Text.
# Vintage Industrial Worksman Trike



## jimbo53 (Mar 16, 2016)

I throw myself upon the collective wealth of knowledge regarding this new find. Not much info on the Worksman Cycle website, and I understand they don't help dating these old trikes. 
The only thing looking like a serial number are SMT and NP-5 on the outer pillow block bearing brackets and what looks like AD 83 (possibly 1938?) on the underside of the bottom bracket. 
Wheels are 26" with 26 x1.75 hard rubber tires marked Worksman Cycles with massive spokes of unknown gauge. The wheels are missing a few spokes, but these spokes are so strong, the wheels all turn true, and the bearings are surprisingly smooth turning. The interesting part of this trike is what seems like a grafted head tube and the Schwinn (Shelby?) springer fork. The front drum brake is missing the lever and cable, but these are available online. The brake lever available on line also has a built in parking brake, which is needed since there are no brakes to the rear weals.The frame, while beautifully crusty and rusty is still strong and straight-no rust-throughs anywhere. It was originally black with white pinstriping, which is still visible on parts of the frame. Cool industrial Mesinger seat with some kind of tough rubber covering. The rear platform is 21" x 14", just the size for a vintage period metal ice chest. Would make a very cool rat or just put a brake lever and cable on it, and ride, ride,ride...Not sure what I'll do with it, but welcome any info, comments or suggestions.

Problems and tasks.
**a.** In the trike post, which markings does the writer name as the only things resembling a serial number?
**b.** Quote the trike post, beginning at the words "## jimbo53 (Mar" and stopping after "the bottom bracket.".
**c.** According to the trike post, how large is the rear platform?

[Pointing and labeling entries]

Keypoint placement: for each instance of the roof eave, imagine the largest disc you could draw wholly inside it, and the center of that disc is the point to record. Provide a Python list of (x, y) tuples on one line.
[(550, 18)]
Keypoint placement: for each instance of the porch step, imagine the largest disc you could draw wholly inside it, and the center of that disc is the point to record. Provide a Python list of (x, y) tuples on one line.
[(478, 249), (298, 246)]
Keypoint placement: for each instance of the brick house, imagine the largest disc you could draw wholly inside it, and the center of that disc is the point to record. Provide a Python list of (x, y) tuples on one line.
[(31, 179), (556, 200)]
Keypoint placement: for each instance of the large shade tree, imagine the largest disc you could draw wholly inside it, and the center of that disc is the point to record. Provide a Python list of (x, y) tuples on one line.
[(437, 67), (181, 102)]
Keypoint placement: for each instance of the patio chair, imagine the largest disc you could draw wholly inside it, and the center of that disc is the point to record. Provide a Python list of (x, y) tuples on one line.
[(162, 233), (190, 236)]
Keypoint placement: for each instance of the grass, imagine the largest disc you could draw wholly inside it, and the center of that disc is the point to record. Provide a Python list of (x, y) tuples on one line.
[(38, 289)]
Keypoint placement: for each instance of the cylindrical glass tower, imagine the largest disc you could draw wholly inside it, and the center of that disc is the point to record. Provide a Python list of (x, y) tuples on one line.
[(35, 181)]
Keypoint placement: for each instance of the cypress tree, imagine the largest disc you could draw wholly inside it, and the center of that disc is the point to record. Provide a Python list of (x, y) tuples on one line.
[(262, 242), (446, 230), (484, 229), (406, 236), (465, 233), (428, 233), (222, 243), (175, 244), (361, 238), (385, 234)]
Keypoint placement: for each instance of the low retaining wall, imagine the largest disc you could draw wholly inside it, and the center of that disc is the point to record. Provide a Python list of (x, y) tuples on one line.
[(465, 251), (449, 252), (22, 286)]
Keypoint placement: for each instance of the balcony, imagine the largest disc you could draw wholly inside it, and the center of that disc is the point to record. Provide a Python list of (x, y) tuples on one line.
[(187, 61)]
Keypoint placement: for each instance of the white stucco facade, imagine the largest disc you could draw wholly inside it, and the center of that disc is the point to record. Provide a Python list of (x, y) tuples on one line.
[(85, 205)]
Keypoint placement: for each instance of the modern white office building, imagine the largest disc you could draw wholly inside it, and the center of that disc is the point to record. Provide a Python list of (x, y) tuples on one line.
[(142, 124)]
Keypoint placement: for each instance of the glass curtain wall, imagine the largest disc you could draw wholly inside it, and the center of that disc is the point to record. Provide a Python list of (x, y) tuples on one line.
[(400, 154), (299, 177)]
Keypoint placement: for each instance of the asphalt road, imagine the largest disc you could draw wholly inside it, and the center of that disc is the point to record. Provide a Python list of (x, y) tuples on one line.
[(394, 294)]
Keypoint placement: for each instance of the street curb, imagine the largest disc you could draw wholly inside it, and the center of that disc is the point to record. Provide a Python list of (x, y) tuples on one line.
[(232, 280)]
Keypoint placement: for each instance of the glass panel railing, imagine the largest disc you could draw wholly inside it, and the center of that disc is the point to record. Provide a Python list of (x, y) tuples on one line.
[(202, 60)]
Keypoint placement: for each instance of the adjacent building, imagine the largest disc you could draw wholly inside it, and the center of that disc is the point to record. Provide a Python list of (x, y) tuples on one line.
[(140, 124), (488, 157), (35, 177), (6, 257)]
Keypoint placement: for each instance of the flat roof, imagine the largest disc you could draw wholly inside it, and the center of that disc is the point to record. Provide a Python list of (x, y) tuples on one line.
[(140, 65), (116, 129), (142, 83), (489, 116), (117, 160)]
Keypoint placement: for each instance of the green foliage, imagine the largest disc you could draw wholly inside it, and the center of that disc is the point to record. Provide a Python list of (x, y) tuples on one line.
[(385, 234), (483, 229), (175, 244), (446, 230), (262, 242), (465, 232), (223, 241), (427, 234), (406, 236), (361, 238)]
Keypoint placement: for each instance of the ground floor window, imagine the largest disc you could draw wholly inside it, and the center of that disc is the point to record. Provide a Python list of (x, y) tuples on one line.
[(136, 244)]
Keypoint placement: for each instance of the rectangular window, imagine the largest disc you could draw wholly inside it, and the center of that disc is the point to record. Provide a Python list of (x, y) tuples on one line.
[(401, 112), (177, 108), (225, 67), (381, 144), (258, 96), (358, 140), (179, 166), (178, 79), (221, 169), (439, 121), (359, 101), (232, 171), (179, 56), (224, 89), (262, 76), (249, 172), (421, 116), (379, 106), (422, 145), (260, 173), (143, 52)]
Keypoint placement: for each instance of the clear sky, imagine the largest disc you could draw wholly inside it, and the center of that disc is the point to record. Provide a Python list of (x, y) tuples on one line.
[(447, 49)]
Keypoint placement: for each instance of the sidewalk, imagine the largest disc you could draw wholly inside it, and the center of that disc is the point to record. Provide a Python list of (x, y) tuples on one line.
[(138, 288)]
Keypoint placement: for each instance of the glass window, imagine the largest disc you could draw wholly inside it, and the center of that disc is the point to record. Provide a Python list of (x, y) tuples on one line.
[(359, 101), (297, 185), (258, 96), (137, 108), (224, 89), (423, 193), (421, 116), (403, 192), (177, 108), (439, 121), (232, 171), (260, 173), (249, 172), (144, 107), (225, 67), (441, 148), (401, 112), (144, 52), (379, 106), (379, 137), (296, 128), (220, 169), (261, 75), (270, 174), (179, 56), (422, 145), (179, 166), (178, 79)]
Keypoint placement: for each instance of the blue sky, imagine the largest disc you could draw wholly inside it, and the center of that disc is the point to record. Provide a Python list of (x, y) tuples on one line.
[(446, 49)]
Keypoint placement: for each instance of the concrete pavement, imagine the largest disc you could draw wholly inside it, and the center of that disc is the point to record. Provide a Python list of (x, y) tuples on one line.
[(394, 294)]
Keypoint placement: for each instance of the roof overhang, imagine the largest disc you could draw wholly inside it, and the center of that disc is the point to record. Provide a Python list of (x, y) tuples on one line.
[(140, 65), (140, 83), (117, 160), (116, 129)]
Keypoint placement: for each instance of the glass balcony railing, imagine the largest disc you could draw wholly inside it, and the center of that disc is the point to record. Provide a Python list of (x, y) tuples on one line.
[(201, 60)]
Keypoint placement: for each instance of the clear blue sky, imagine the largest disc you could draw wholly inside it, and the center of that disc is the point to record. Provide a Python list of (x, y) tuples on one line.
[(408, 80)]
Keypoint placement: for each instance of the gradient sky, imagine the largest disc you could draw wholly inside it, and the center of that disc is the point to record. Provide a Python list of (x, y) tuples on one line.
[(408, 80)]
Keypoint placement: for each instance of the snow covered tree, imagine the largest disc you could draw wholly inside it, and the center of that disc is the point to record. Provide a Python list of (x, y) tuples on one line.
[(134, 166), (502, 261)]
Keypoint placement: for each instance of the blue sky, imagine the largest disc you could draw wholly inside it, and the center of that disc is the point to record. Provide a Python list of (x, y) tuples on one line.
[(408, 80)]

Outputs by task.
**a.** SMT, NP-5, and AD 83

**b.**
## jimbo53 (Mar 16, 2016)

I throw myself upon the collective wealth of knowledge regarding this new find. Not much info on the Worksman Cycle website, and I understand they don't help dating these old trikes. 
The only thing looking like a serial number are SMT and NP-5 on the outer pillow block bearing brackets and what looks like AD 83 (possibly 1938?) on the underside of the bottom bracket.

**c.** 21" x 14"